(Extracted data entries)
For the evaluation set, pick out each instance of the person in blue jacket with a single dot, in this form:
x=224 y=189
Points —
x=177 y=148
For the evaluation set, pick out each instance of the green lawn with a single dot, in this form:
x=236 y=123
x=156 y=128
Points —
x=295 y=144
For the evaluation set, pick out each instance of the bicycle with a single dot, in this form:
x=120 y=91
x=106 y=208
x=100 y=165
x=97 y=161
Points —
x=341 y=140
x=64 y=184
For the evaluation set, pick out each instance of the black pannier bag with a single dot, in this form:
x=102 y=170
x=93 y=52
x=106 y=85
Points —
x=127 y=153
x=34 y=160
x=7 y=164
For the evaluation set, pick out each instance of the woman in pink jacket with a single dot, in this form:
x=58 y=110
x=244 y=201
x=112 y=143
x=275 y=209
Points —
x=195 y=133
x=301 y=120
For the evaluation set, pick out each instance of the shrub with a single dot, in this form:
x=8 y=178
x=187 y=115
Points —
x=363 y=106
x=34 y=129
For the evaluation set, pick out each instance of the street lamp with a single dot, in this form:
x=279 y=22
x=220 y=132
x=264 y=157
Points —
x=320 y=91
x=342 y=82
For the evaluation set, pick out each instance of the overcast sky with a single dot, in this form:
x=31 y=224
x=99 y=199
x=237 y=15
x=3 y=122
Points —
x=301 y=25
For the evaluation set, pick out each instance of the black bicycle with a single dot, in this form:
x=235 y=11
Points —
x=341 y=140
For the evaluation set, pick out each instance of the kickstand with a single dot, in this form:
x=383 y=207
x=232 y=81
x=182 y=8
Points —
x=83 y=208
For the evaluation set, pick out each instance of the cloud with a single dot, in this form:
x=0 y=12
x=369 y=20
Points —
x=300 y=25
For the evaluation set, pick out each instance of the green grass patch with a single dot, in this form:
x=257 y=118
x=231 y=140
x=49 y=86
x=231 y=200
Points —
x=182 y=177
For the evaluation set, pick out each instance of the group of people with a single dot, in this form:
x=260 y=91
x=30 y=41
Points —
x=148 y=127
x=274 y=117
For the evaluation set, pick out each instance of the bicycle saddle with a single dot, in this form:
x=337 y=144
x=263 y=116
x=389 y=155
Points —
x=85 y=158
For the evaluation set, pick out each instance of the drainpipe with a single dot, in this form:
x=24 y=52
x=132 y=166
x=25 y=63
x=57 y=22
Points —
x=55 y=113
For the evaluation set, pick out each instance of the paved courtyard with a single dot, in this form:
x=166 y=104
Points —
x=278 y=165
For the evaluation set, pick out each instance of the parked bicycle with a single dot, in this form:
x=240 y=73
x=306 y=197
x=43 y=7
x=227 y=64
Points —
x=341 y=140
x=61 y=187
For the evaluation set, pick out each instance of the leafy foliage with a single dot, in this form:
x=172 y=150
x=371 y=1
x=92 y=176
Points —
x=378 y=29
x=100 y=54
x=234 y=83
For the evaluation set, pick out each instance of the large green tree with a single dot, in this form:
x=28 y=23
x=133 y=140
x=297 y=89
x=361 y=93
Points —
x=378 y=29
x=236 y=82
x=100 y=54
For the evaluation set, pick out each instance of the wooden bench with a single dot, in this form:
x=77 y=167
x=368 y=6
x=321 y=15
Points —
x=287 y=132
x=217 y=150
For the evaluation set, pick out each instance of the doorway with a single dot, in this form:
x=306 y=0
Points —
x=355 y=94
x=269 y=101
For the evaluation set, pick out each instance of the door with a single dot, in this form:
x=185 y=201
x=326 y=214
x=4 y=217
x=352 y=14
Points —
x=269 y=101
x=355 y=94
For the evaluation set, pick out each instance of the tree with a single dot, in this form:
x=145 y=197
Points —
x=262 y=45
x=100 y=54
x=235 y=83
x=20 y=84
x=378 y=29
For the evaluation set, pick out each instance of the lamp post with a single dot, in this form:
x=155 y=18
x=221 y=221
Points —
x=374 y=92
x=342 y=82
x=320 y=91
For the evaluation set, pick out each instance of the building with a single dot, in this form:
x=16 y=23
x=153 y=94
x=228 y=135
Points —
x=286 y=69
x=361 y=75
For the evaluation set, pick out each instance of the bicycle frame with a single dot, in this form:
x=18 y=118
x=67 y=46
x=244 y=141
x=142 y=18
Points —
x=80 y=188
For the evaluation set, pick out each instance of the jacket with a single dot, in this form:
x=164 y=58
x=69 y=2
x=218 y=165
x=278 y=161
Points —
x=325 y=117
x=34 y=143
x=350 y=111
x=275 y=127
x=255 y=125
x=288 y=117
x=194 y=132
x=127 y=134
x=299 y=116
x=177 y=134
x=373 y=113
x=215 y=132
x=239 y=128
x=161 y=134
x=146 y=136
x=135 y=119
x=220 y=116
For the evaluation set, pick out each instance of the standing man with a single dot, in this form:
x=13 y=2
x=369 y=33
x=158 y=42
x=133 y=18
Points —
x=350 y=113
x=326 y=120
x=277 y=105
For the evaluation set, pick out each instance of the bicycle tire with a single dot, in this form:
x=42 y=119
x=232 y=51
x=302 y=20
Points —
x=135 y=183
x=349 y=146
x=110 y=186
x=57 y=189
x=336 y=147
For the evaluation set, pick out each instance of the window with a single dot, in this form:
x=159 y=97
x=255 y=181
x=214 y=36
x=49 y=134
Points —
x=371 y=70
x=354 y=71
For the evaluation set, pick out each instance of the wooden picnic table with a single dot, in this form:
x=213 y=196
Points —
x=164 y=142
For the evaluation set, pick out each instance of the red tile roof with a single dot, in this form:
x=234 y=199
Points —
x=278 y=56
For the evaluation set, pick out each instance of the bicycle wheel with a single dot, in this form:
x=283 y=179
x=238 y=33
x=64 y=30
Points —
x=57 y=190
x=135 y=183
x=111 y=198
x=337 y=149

### Written instruction
Reproduce the listing in full. Keep it exactly as written.

### Exercise result
For the evaluation set, pick out each instance of the person in blue jacket with a single dot, in this form:
x=224 y=189
Points —
x=177 y=148
For the evaluation set, pick out each instance of the green lawn with a single dot, in this form:
x=236 y=123
x=156 y=128
Points —
x=295 y=144
For the evaluation set, pick out each instance of the bicycle with a single dot, in this form:
x=120 y=91
x=106 y=208
x=100 y=165
x=97 y=161
Points —
x=341 y=140
x=64 y=184
For the evaluation set, pick out each instance of the black pannier bag with a single dot, in this form:
x=102 y=170
x=93 y=52
x=106 y=85
Points —
x=127 y=153
x=34 y=160
x=7 y=164
For the evaluation set, pick out each instance of the woman in pink jacket with a single dot, in this form:
x=58 y=110
x=244 y=201
x=112 y=143
x=275 y=209
Points —
x=195 y=133
x=301 y=120
For the evaluation set, pick out each instance of the shrub with a single dot, in this form:
x=8 y=178
x=187 y=115
Points —
x=363 y=106
x=34 y=129
For the evaluation set, pick out each instance of the street lamp with a single dot, in this form:
x=279 y=22
x=220 y=132
x=264 y=157
Points —
x=320 y=91
x=342 y=82
For the evaluation set, pick out each instance of the overcast sky with a single dot, in this form:
x=31 y=224
x=99 y=199
x=237 y=15
x=3 y=122
Points —
x=301 y=25
For the evaluation set, pick out each instance of the black bicycle with a single dot, in this form:
x=235 y=11
Points —
x=341 y=140
For the evaluation set, pick out each instance of the kickstand with a single dot, in this form:
x=383 y=207
x=232 y=81
x=182 y=8
Points —
x=83 y=208
For the evaluation set, pick out each instance of the cloud with a single dot, in this form:
x=0 y=12
x=369 y=20
Points —
x=300 y=25
For the evaluation set, pick out each instance of the green grass patch with a single dot, in this form:
x=257 y=118
x=231 y=140
x=49 y=86
x=231 y=200
Points —
x=182 y=177
For the evaluation set, pick out each instance of the group of people with a single dot, in this form:
x=260 y=91
x=30 y=41
Points —
x=148 y=127
x=274 y=117
For the evaluation set, pick out each instance of the bicycle saddle with a single dot, in this form:
x=337 y=144
x=263 y=116
x=389 y=155
Points —
x=85 y=158
For the evaluation set, pick out each instance of the drainpipe with a single dot, in this form:
x=24 y=52
x=132 y=166
x=25 y=63
x=57 y=22
Points —
x=55 y=113
For the evaluation set, pick out each instance of the paved courtyard with a single dot, in this form:
x=166 y=104
Points —
x=278 y=165
For the evaluation set, pick out each instance of the parked bicycle with a single dot, in this form:
x=240 y=73
x=306 y=197
x=43 y=7
x=227 y=64
Points —
x=341 y=140
x=61 y=187
For the evaluation set, pick out each instance of the leafy foliage with a single dot, in this form:
x=172 y=150
x=371 y=1
x=92 y=176
Points —
x=378 y=29
x=100 y=54
x=234 y=83
For the evaluation set, pick out each instance of the large green tree with a single dot, in this form:
x=28 y=23
x=133 y=140
x=297 y=89
x=361 y=93
Points —
x=378 y=29
x=236 y=82
x=100 y=54
For the evaluation set, pick out each instance of the wooden bench with a single dot, in this form:
x=77 y=167
x=368 y=6
x=321 y=15
Points —
x=287 y=132
x=217 y=150
For the evaluation set, pick out each instance of the doorway with a single dot, in this form:
x=306 y=0
Points —
x=355 y=94
x=269 y=101
For the evaluation set, pick out each instance of the door with a single dot, in this form:
x=185 y=201
x=326 y=214
x=4 y=217
x=352 y=14
Points —
x=269 y=101
x=355 y=94
For the evaluation set, pick out each instance of the tree with a single dot, in this form:
x=145 y=197
Points —
x=262 y=45
x=100 y=54
x=235 y=83
x=20 y=84
x=378 y=29
For the evaluation set, pick out each instance of the lamp post with a single dot, in this form:
x=155 y=18
x=221 y=221
Points —
x=374 y=92
x=342 y=82
x=320 y=91
For the evaluation set, pick out each instance of the building with a single dot, in this form:
x=16 y=23
x=153 y=94
x=228 y=135
Points —
x=286 y=69
x=361 y=75
For the evaluation set, pick out each instance of the bicycle frame with a single dot, in this form:
x=18 y=118
x=67 y=46
x=244 y=141
x=142 y=18
Points —
x=80 y=188
For the evaluation set, pick out each instance of the jacket with a single dot, in this form:
x=164 y=58
x=69 y=2
x=218 y=165
x=278 y=161
Points —
x=325 y=117
x=34 y=143
x=350 y=111
x=275 y=127
x=255 y=125
x=288 y=117
x=194 y=132
x=127 y=134
x=299 y=116
x=177 y=134
x=373 y=113
x=215 y=132
x=239 y=128
x=161 y=134
x=146 y=136
x=135 y=119
x=220 y=116
For the evaluation set, pick out each instance of the standing man with a single dot, in this form:
x=13 y=2
x=369 y=33
x=158 y=42
x=133 y=18
Points —
x=350 y=113
x=326 y=120
x=277 y=105
For the evaluation set, pick out each instance of the bicycle tire with a single dot, in this form:
x=42 y=119
x=232 y=51
x=302 y=20
Points —
x=135 y=183
x=349 y=146
x=110 y=186
x=57 y=189
x=336 y=147
For the evaluation set, pick out each instance of the window with a single dot, in this form:
x=159 y=97
x=255 y=181
x=214 y=36
x=49 y=134
Points —
x=371 y=70
x=354 y=71
For the evaluation set, pick out each instance of the wooden picnic table with a single dot, in this form:
x=213 y=196
Points —
x=164 y=142
For the evaluation set, pick out each instance of the red tile roof with a single dot, in this form:
x=234 y=199
Points —
x=278 y=56
For the evaluation set, pick out each instance of the bicycle wheel with a single dot, in this form:
x=283 y=179
x=238 y=33
x=64 y=30
Points —
x=57 y=190
x=135 y=183
x=111 y=198
x=337 y=149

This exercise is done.